## Set tasks
1. Reproduce the passage of the climate change article that follows from "Climate change refers" to "modification amongst others.".
2. According to the climate change article that follows, by how much have atmospheric CO2 concentrations risen since the western industrial revolution in 1760?
3. Carry on writing the climate change article that follows, starting after its final sentence.

## Reading text
┄┄┄┄┄┄┄┄┄┄

Climate Change —A Tale of Lost Agency

Who is causing climate change and who is bearing its burden?

SEN
3 min readJul 11, 2020

Climate change refers to the global changes in long-term climate conditions (e.g. precipitation, , temperature). Climate change is accompanied by immensely impactful implications for both humans and non-humans. While the Earth naturally undergoes certain climate variability, recent observations and changes have taken place at much faster and intense rates than naturally occur. Scientists have ascribed such rapid changes to anthropogenic activities, mainly the mass emission of greenhouse gases, such as carbon dioxide (CO2), methane (CH4), and nitrous oxide (N2O), which prevent the release of excess heat energy from the atmosphere. Since the western industrial revolution in 1760, atmospheric CO2 concentrations have increased 45% (from 280 ppm to 415 ppm) from human consumption of fossil fuels, as well as deforestation, soil erosion, and land use modification amongst others.

Climate change and greenhouse gases emissions are critical to conversations of environmental justice. The earth’s atmosphere intermixes globally (Althor et al, 2016); it is not divided by nation or region, rather it is one, encapsulating shell that surrounds the entire earth. As a result, when one region emits a greenhouse gas, the repercussions of that gas can be burdened by an entirely different region.

Such has been the case since the Western industrial revolution of 1760. New manufacturing and industrial processes became common practice in Europe and the United States in 1760. Burning fossil fuels (e.g. coal, oil, gas) to create energy, Europeans and Americans were able to produce and consume more than ever before at unforeseen rates. The massive acceleration of production and consumption required the massive acceleration of harmful greenhouse gas emissions and huge increases in resource consumption.

┄┄┄┄┄┄┄┄┄┄

## Information provided
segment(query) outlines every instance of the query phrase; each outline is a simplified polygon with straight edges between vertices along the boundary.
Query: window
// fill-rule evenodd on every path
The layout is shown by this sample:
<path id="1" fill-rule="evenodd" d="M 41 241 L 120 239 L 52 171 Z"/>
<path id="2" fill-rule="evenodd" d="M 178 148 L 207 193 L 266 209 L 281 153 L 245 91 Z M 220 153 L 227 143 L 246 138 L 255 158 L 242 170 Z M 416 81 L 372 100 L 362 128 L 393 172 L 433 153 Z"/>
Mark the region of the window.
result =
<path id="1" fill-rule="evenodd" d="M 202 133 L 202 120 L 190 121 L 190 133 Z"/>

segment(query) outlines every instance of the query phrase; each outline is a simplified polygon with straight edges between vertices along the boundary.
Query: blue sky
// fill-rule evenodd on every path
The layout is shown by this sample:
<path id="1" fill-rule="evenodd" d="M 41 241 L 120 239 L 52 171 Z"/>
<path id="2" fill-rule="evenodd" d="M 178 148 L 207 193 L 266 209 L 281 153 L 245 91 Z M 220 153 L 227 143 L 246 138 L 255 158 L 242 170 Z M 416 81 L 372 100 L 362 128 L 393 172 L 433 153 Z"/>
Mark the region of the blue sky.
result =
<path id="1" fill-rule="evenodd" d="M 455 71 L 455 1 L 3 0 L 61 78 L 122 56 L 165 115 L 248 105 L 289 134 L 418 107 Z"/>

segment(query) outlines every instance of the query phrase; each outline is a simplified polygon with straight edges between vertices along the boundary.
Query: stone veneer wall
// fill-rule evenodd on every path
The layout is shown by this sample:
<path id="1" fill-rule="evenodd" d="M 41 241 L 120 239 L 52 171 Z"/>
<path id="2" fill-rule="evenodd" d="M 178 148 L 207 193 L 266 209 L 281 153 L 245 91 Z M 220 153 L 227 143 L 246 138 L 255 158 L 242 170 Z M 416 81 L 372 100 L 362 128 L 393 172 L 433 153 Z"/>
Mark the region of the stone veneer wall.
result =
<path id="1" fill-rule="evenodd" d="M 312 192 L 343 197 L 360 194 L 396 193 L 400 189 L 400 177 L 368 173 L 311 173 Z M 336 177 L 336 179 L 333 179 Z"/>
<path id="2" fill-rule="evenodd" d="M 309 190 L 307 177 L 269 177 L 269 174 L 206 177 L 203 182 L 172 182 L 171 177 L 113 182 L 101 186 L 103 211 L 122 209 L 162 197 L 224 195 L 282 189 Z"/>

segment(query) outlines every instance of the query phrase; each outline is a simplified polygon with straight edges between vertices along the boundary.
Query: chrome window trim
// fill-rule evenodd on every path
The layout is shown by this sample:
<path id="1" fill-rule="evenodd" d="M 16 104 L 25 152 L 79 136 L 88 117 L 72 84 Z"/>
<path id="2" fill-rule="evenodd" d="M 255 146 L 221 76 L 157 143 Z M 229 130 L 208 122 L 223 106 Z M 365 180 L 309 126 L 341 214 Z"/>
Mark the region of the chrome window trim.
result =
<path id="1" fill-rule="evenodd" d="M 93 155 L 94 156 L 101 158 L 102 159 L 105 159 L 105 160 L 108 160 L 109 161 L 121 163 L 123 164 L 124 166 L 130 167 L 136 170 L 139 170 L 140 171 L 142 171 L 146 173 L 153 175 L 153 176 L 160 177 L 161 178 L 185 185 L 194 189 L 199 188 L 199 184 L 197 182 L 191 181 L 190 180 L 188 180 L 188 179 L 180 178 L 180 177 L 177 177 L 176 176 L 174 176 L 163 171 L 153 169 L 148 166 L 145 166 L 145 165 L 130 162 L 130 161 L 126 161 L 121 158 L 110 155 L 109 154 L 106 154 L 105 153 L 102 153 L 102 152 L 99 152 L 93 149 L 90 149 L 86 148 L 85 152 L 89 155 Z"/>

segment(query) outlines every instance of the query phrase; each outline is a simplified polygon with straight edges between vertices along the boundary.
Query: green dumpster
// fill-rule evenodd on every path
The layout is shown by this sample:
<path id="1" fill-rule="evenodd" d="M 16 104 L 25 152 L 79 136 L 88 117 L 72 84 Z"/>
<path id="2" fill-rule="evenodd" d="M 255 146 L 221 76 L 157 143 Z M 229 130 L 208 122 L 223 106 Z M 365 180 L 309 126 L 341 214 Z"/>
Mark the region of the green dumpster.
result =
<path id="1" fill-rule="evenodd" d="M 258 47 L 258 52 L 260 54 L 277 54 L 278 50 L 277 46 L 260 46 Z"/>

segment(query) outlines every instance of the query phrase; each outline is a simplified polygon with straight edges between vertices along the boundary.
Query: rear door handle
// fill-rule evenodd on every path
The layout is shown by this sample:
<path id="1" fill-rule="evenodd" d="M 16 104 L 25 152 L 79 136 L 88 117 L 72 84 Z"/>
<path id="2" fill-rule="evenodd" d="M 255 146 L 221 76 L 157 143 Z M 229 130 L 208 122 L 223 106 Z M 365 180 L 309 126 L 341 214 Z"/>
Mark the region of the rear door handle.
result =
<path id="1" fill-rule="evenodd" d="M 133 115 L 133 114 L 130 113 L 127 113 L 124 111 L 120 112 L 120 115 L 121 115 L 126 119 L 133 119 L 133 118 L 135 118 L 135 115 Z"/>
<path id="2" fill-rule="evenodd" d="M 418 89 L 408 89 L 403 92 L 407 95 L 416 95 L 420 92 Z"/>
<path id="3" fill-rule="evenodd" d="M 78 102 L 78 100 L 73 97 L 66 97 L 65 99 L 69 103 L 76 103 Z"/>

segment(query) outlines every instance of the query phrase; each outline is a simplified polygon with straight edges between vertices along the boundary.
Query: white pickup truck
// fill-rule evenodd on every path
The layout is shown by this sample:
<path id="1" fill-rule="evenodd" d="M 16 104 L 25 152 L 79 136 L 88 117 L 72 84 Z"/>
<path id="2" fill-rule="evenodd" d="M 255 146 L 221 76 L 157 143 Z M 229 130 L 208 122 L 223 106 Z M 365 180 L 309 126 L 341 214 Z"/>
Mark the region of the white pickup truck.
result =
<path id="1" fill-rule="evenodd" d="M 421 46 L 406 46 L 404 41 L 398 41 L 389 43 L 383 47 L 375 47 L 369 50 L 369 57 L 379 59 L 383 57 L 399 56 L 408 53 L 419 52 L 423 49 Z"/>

┄┄┄┄┄┄┄┄┄┄

## Replies
1.
Climate change refers to the global changes in long-term climate conditions (e.g. precipitation, , temperature). Climate change is accompanied by immensely impactful implications for both humans and non-humans. While the Earth naturally undergoes certain climate variability, recent observations and changes have taken place at much faster and intense rates than naturally occur. Scientists have ascribed such rapid changes to anthropogenic activities, mainly the mass emission of greenhouse gases, such as carbon dioxide (CO2), methane (CH4), and nitrous oxide (N2O), which prevent the release of excess heat energy from the atmosphere. Since the western industrial revolution in 1760, atmospheric CO2 concentrations have increased 45% (from 280 ppm to 415 ppm) from human consumption of fossil fuels, as well as deforestation, soil erosion, and land use modification amongst others.

2. They have increased 45%, from 280 ppm to 415 ppm.

3.
In this way, the harmful implications from greenhouse gas emissions depend not on emission agency, but rather on a region’s climate vulnerability. Unsurprisingly, the greatest GHG emitters are the least vulnerable to the resulting climate change. These emitters reap the economic benefits of emissions in turn creating negative externalities for other regions to absorb. Simply, the people who are contributing most to climate change are not the ones who bear the burden of climate change.

Map of Global CO2 Emissions Per Capita :

Map of Climate Vulnerability (places that will be most affected by climate change):

The first thing you, like most, probably recognize from the images above is that the places lite-up in red in the first image (emitters) are not the same ones that are red in the second image (most heavily impacted by climate change). These maps visually illustrate environmental inequity of climate change.

The greatest contributors of greenhouse gases (thus the largest accelerators of climate change) are also the regions ranked as least vulnerable to the impacts of climate change, such regions include the global West — Europe and the United States.

Contrarily, the regions that tend to emit the least greenhouse gasses are ranked as most affected (i.e climate vulnerable) by greenhouse gas induced climate change. As shown on the map above, African nations represent the majority of regions that are most heavily impacted by climate change.

Such climate changes incite both physical and economic repercussions; intensified physical environmental changes, like droughts, floods, and fires, jeopardize economic revenue generators, like agriculture and tourism industries.In this way, climate change is both an environmental, social, and economic injustice. The global West has caused immense climate harshening, and in doing so, they have hindered the well-being and livelihoods of those people and regions disproportionately implicated.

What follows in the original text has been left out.